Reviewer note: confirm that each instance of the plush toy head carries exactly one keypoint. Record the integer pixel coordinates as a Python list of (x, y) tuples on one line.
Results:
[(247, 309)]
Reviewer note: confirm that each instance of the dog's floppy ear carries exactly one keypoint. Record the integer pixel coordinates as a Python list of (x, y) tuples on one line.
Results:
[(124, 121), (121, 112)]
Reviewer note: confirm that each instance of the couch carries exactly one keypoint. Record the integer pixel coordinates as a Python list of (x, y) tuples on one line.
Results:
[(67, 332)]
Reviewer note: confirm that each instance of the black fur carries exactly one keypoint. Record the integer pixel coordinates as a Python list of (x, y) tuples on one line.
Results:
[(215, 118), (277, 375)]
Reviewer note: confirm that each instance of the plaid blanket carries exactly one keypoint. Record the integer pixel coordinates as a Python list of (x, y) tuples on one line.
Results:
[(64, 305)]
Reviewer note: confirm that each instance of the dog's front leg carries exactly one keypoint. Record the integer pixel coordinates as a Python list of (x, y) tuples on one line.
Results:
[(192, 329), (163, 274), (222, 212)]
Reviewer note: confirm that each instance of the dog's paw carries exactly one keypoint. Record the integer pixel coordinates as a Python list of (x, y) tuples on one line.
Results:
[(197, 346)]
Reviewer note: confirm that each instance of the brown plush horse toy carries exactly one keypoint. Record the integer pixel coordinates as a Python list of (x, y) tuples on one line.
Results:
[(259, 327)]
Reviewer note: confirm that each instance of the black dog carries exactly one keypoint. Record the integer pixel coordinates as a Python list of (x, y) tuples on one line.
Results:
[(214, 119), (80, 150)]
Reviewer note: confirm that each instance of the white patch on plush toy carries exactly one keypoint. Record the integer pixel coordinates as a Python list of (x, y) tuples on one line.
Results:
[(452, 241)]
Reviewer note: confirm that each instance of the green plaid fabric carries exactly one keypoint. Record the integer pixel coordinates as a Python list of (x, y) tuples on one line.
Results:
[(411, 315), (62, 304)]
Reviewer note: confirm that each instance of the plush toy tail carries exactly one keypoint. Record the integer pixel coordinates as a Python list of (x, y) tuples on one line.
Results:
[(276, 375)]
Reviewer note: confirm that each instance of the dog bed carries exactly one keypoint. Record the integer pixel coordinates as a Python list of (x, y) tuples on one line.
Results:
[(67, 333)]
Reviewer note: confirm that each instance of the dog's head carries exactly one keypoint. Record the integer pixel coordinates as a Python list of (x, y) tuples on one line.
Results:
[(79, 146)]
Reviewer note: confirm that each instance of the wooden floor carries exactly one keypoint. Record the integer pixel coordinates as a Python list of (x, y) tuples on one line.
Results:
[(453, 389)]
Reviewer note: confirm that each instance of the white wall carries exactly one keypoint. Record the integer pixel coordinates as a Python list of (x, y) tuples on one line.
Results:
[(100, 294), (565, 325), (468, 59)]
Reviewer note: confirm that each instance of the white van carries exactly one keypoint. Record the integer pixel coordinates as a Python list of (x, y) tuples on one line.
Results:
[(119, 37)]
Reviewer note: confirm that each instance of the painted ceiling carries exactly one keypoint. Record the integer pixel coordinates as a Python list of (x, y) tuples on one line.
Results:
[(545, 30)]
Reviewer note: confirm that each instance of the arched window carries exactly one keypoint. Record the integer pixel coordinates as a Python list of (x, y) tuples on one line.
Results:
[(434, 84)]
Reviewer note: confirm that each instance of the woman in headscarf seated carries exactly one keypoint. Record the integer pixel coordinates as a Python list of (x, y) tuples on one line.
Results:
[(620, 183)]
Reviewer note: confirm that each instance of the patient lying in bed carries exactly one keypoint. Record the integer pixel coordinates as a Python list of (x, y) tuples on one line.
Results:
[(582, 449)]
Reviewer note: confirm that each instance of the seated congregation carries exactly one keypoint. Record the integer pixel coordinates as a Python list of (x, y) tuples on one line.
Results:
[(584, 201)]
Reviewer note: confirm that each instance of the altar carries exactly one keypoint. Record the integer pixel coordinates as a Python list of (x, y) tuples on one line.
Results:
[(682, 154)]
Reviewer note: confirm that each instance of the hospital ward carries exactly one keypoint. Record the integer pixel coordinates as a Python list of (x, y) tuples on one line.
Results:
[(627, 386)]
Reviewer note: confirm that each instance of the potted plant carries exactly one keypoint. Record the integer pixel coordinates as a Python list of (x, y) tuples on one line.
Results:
_ _ _ _ _ _ _
Given instruction: Please copy all of the entries above word for word, keeping every line unchanged and in the same order.

Response to this exercise:
Reviewer note: confirm that each instance of the plush toy head carries exactly one keypoint. Record the integer pixel coordinates as a Python list of (x, y) tuples on one line.
Results:
[(247, 309)]
Reviewer note: confirm that each instance of the dog's floppy ear carries exactly one keypoint. Record the integer pixel coordinates as a Python list of (x, y) tuples on one line.
Results:
[(124, 121), (121, 112)]
Reviewer note: confirm that each instance of the couch carries exactly one keypoint. Record the integer pixel coordinates as a Python list of (x, y) tuples on one line.
Results:
[(67, 332)]
Reviewer note: confirm that each instance of the black fur carries exactly one keypoint. Record the integer pixel coordinates as a Python list of (x, y) tuples on one line.
Results:
[(215, 118), (277, 375)]
Reviewer note: confirm that each instance of the plaid blanket carries exactly one keypoint. Record the integer pixel coordinates as a Python list of (x, y) tuples on one line.
Results:
[(64, 305)]
Reviewer note: confirm that each instance of the dog's front leg carries exactly one keypoint. Record the integer pixel coordinates as a Python list of (x, y) tuples on one line.
Results:
[(192, 329), (163, 274), (222, 212)]
Reviewer note: confirm that each instance of the dog's paw carries exactly one keypoint. Record the integer pixel coordinates as a Python list of (x, y) tuples on one line.
Results:
[(197, 346)]
Reviewer note: confirm that each instance of the brown plush horse toy carries exactly one keypoint. Record the integer pixel coordinates as a Python list of (x, y) tuples on one line.
Results:
[(259, 327)]
Reviewer note: confirm that each instance of the black dog carries exactly one keypoint. Record the integer pixel coordinates as a Python list of (x, y) tuples on one line.
Results:
[(214, 119), (80, 150)]
Reviewer note: confirm that each instance of the white patch on plush toy carries exactly one keypoint. Record the integer pixel coordinates as a Python list of (x, y) tuples on one line.
Results:
[(452, 241)]
Reviewer note: confirm that each instance of the green plaid fabric carries exactly one keypoint. Record the integer pixel coordinates as a Python list of (x, y) tuples on one line.
Results:
[(411, 315), (62, 304)]
Reviewer note: confirm that each instance of the plush toy tail carries exactly one keypoint. Record the integer pixel coordinates as a Python list of (x, y) tuples on one line.
Results:
[(276, 375)]
Reviewer note: confirm that each instance of the dog bed carries exactly one keypoint. Record the integer pixel coordinates as a Python list of (x, y) tuples on one line.
Results:
[(67, 333)]
Reviewer note: confirm that each instance of the dog's head carries exactly one keypoint. Record the integer pixel coordinates as a Python list of (x, y) tuples on one line.
Results:
[(79, 146)]
Reviewer note: confirm that each instance of the wooden floor carries exactly one keypoint. Record the integer pixel coordinates as a Python list of (x, y) tuples on one line.
Results:
[(453, 389)]
Reviewer note: confirm that each instance of the white wall carries exactly one keypoint. Record the integer pixel coordinates as a Python list of (x, y) tuples on one line.
Results:
[(100, 294), (565, 325), (468, 59)]
Reviewer note: confirm that each instance of the white van carries exactly one keypoint. Record the integer pixel coordinates as a Python list of (x, y) tuples on one line.
Results:
[(119, 37)]
Reviewer note: confirm that each instance of the painted ceiling carries exactly one keypoint. Record the integer pixel coordinates as a Python list of (x, y) tuples on one line.
Results:
[(545, 30)]
Reviewer note: confirm that each instance of the arched window carries exactly one keypoint. Record the integer pixel coordinates as a Python list of (x, y) tuples on one line.
Results:
[(434, 84)]
Reviewer note: confirm that each instance of the woman in headscarf seated carries exactly one keypoint. Record the integer pixel coordinates as a Python list of (x, y) tuples on one line.
Results:
[(620, 183)]
Reviewer note: confirm that each instance of the patient lying in bed carries exactly one keypoint. Record the integer pixel coordinates as a Python list of (x, y) tuples on one line.
Results:
[(582, 449)]
Reviewer note: confirm that each instance of the seated congregation carries exactly one keypoint. Record the integer pixel coordinates as a Python list of (x, y) tuples on one line.
Results:
[(584, 201)]
Reviewer note: confirm that each instance of the altar carries exactly one keypoint. Record the integer pixel coordinates as a Python list of (x, y) tuples on one line.
Results:
[(682, 154)]
Reviewer note: confirm that each instance of the hospital ward carries exactly one keypoint. Record the integer pixel coordinates as a Python list of (x, y) tuples on one line.
Results:
[(627, 386)]
Reviewer note: confirm that each instance of the potted plant carries exactly one keypoint. Record the integer pixel coordinates as a Python list of (x, y) tuples on one line.
Results:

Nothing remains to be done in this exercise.